▸ Exercise instructions:
Put every line of the material below into a numbered list, leaving out any blank lines.

---------------

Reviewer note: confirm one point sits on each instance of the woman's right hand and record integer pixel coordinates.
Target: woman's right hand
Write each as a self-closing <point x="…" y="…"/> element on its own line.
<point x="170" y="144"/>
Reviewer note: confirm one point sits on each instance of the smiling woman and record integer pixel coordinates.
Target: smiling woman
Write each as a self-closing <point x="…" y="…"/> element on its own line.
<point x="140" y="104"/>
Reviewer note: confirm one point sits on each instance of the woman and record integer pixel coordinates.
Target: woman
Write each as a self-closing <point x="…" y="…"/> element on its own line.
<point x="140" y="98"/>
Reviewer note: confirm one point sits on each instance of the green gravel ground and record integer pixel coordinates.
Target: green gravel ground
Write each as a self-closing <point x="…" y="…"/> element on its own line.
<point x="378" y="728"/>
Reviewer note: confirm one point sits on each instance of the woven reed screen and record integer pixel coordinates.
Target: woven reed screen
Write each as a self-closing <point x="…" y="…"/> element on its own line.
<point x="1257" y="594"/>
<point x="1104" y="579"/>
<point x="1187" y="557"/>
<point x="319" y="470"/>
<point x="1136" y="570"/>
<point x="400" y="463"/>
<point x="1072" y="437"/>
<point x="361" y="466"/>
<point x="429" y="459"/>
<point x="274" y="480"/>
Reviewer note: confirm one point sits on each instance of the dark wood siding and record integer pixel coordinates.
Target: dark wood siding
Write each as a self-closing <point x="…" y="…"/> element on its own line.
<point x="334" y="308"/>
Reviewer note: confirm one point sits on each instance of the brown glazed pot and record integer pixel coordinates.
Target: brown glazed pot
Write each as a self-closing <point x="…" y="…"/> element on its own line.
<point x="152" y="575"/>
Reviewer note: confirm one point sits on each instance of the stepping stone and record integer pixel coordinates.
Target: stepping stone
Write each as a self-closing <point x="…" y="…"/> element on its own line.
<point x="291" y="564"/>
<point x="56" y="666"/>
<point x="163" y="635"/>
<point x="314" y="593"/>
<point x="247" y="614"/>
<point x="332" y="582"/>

---------------

▸ Finished task:
1. Reviewer note: confirm one point sits on each instance of the woman's right hand and record integer pixel coordinates.
2. Target: woman's right hand
3. Write each as a self-closing <point x="…" y="…"/> element on its own line.
4. <point x="170" y="144"/>
5. Reviewer note: confirm one point sits on each instance of the smiling woman and record integer pixel coordinates.
6. Target: smiling woman
7. Write each as a self-closing <point x="…" y="…"/> element on its own line.
8. <point x="140" y="104"/>
9. Reviewer note: confirm one point sits on each instance of the woman and record integer pixel coordinates.
10. Target: woman
11. Write each as a self-closing <point x="…" y="…"/> element on its own line.
12. <point x="140" y="98"/>
13. Reviewer note: confirm one point sits on each instance of the green gravel ground and record integer pixel coordinates.
14. Target: green gravel ground
15. Write each as a self-closing <point x="…" y="…"/> element on its own line.
16. <point x="378" y="728"/>
17. Reviewer note: confirm one point sits on each instance of the woven reed screen and record integer pixel coordinates.
18. Target: woven reed screen
19. Write each as a self-closing <point x="…" y="…"/> element on its own line.
20. <point x="1257" y="594"/>
21. <point x="1104" y="579"/>
22. <point x="1187" y="557"/>
23. <point x="319" y="470"/>
24. <point x="1136" y="570"/>
25. <point x="400" y="463"/>
26. <point x="1072" y="437"/>
27. <point x="361" y="466"/>
28. <point x="429" y="459"/>
29. <point x="274" y="480"/>
30. Reviewer note: confirm one point sits on each instance of the dark wood siding and record integer pixel coordinates.
31. Target: dark wood siding
32. Write each as a self-closing <point x="…" y="…"/> element on its own line.
33. <point x="334" y="308"/>
34. Reviewer note: confirm one point sits on each instance of the brown glazed pot and record integer pixel coordinates.
35. Target: brown glazed pot
36. Write each as a self-closing <point x="…" y="…"/> element on its own line.
37. <point x="152" y="575"/>
38. Reviewer note: confirm one point sits on each instance of the stepping stone and record integer pixel coordinates.
39. Target: stepping stone
40. Write each as a self-closing <point x="…" y="…"/> element on its own line.
41. <point x="291" y="564"/>
42. <point x="56" y="666"/>
43. <point x="163" y="635"/>
44. <point x="314" y="593"/>
45. <point x="247" y="614"/>
46. <point x="332" y="582"/>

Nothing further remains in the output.